#### TASK DETAILS:
The reply is to be an exact repetition of the entries that follow, with each picture left out.

Segment Start: SOURCE RECORDS

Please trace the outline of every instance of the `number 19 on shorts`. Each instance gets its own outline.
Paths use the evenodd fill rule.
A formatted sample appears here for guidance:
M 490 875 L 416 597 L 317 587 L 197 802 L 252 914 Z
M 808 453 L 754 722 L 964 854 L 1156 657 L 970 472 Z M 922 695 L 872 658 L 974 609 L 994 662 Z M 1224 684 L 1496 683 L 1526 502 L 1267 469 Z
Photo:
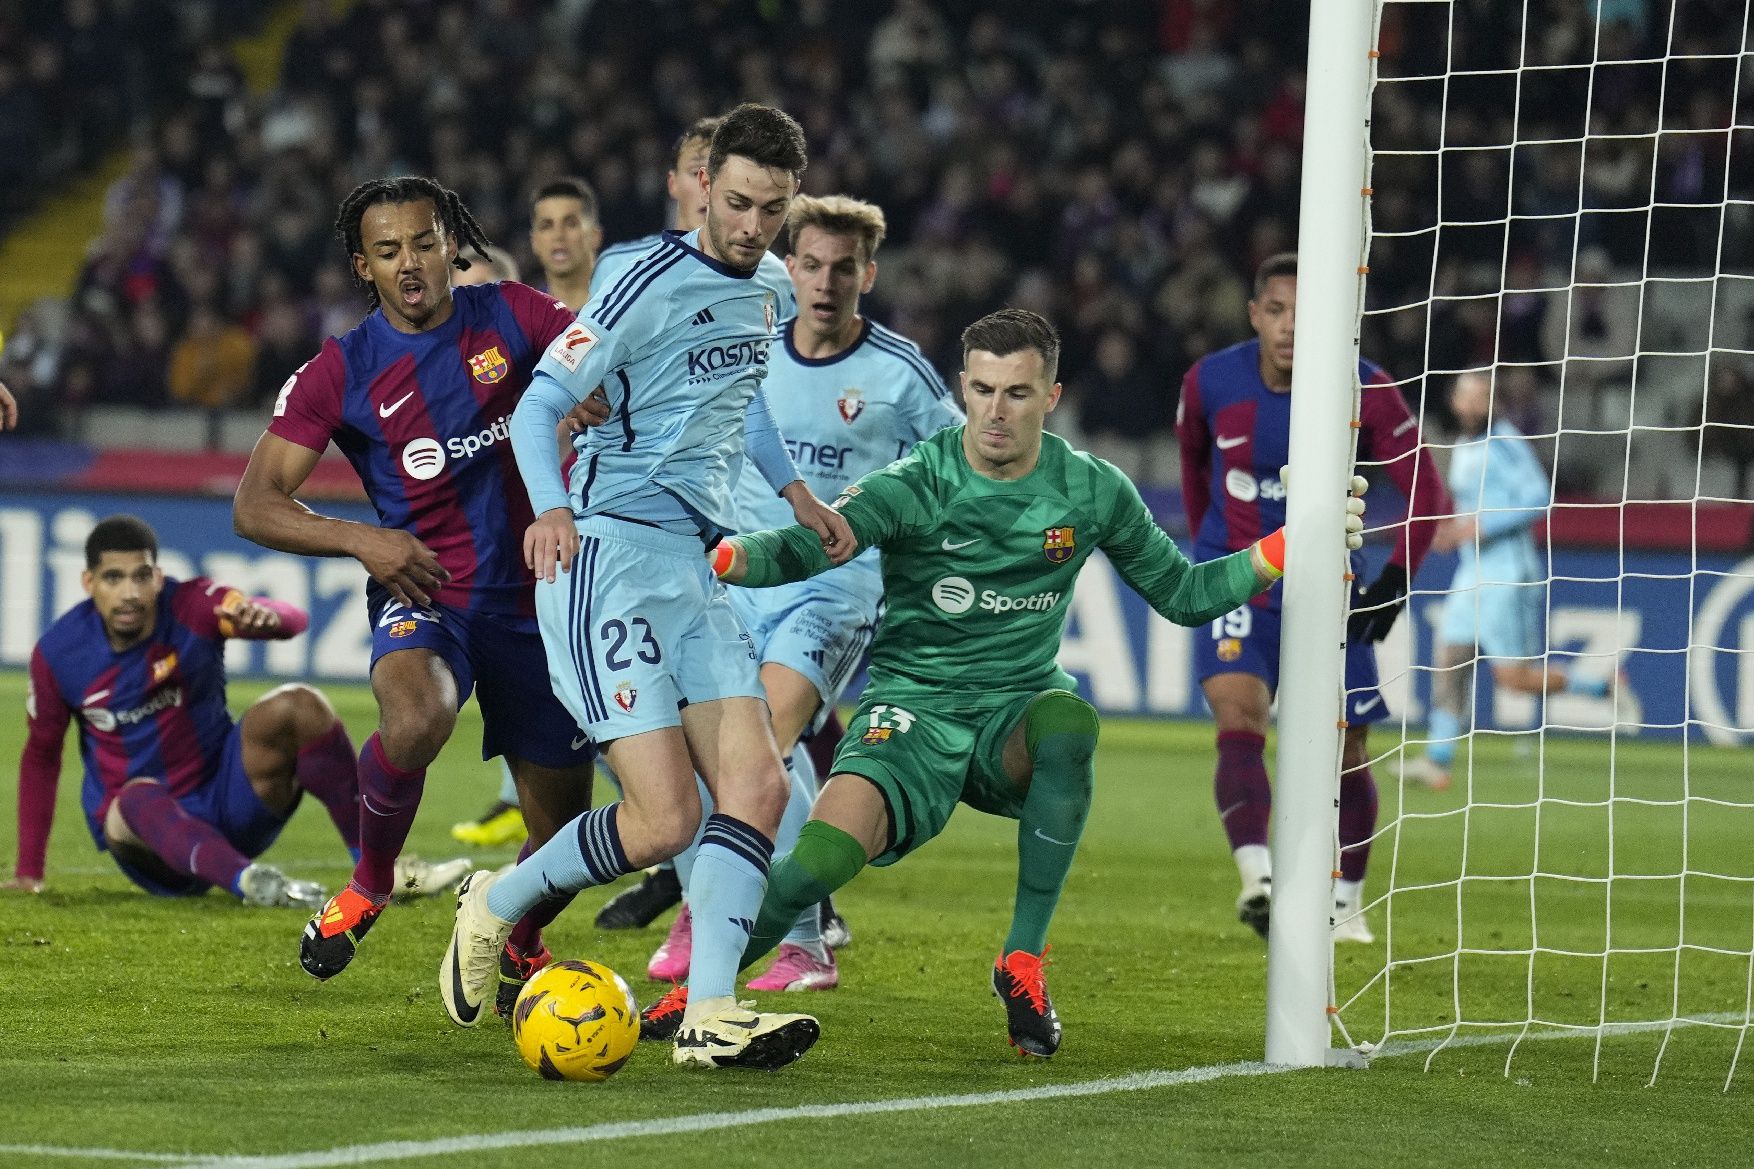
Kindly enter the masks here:
M 1254 610 L 1247 605 L 1232 609 L 1212 622 L 1212 640 L 1218 643 L 1219 661 L 1234 662 L 1242 656 L 1243 639 L 1248 637 L 1254 624 Z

Segment End: SOURCE RECORDS

#### RESPONSE TO THE EXERCISE:
Please trace the outline of every instance of the `number 19 on shorts`. Each instance gets its own outline.
Paths use the evenodd fill rule.
A formatted sample appears here for guidance:
M 490 875 L 416 597 L 317 587 L 197 802 L 252 914 Z
M 808 453 L 754 722 L 964 854 L 1156 657 L 970 472 Z M 922 695 L 872 658 L 974 609 L 994 662 Z M 1224 684 L 1496 683 L 1526 502 L 1267 469 Z
Photo:
Kindly enter the masks here:
M 1254 610 L 1247 605 L 1232 609 L 1212 622 L 1212 640 L 1218 643 L 1219 661 L 1234 662 L 1242 656 L 1243 639 L 1248 637 L 1254 624 Z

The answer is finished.